- PROVIDED PASSAGE
------------------------

RFC0009

Title

Modify the behavior of PMIx_Get

Abstract

This RFC simplifies and extends the processing of PMIx_Get requests:

  • reserving the PMIx namespace key and enforcing tighter rules on the rank value used to store/retrieve values

  • When requesting info about a process in another job, ensuring that a copy of the job-level info for that job is included in the reply so that subsequent requests can be locally satisfied

Labels

[BEHAVIOR]

Action

Copyright (c) 2016 Intel, Inc. All rights reserved.

This document is subject to all provisions relating to code contributions to the PMIx community as defined in the community’s LICENSE file. Code Components extracted from this document must include the License text as described in that file.

Description

Initially, PMIx was fairly loose regarding the rank provided when executing the PMIx_Get function. The library would check for the requested key in two locations:

  • the job-level data provided at time of PMIx_Init. This data could be marked with either PMIX_RANK_WILDCARD, or with a specific rank value. Thus, the check was made against both the wildcard and the specified rank (if other than wildcard).

  • the data “published” by the application itself via the PMIx_Put function.

Thus, a request for a data item resulted in up to three separate hash table lookups, thereby impacting scalable launch times. This RFC places restrictions on the rank and key values that allow the “get” operation to predictably complete with only a single lookup.

The restrictions enacted by this RFC are:

  • keys beginning with “pmix” are solely controlled by the PMIx community – i.e., the “pmix” namespace is reserved. All PMIx namespace keys will be stored in the job-level data according to the following rule:

    • data pertaining to process-level (e.g. PMIX_LOCAL_RANK) information must be marked with the corresponding rank.

    • data that differs by process (e.g., PMIX_APP_NUM, PMIX_LOCAL_SIZE) due to the location of the process or its membership within an application must be marked with the corresponding rank.

    • data pertaining to job-level information (e.g., PMIX_UNIV_SIZE) will be marked with the PMIX_RANK_WILDCARD rank.

  • data published by an application via the PMIx_Put function must have a key that lies outside the reserved namespace – i.e., the key cannot begin with “pmix”

In addition to enforcing these restrictions, this RFC extends the PMIx_Get behavior to ensure that a request for information from a process in another namespace will return the job-level info for that namespace in addition to any info published by that process via PMIx_Put. This allows any subsequent request for job-level info to be locally satisfied without an additional communication.

Protoype Implementation

The PMIx library implementation is covered in the Simplify the PMIx_Get processing pull request. The prototype has been tested against Open MPI and is currently committed into the master repo of that project.

Author(s)

Ralph H. Castain
Intel, Inc.
Github: rhc54

------------------------

Items stored in a collection
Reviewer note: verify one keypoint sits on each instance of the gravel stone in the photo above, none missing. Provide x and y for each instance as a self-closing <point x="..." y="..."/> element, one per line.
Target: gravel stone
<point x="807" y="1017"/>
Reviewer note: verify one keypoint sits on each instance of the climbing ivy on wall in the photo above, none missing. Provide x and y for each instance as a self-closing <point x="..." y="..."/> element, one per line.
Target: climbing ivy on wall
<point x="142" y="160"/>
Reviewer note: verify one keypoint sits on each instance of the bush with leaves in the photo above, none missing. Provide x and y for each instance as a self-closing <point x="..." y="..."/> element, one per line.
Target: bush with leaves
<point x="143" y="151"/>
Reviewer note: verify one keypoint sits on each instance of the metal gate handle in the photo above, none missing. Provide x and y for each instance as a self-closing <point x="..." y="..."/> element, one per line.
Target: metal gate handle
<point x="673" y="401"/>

------------------------

- THINGS TO DO
• A. From the PMIx_Get RFC, please list every distinct identifier written in all capital letters that begins with "PMIX_".
• B. Scale the stretch of the listing from the line containing "of the metal" through the final line of the listing, both ends included. Reproduce each of those lines in full and multiply every x and y coordinate inside the point tags by 1.05, rounding to whole numbers with halves going up.

- WRITTEN RESPONSES
• A. PMIX_RANK_WILDCARD, PMIX_LOCAL_RANK, PMIX_APP_NUM, PMIX_LOCAL_SIZE, PMIX_UNIV_SIZE

• B.
Reviewer note: verify one keypoint sits on each instance of the metal gate handle in the photo above, none missing. Provide x and y for each instance as a self-closing <point x="..." y="..."/> element, one per line.
Target: metal gate handle
<point x="707" y="421"/>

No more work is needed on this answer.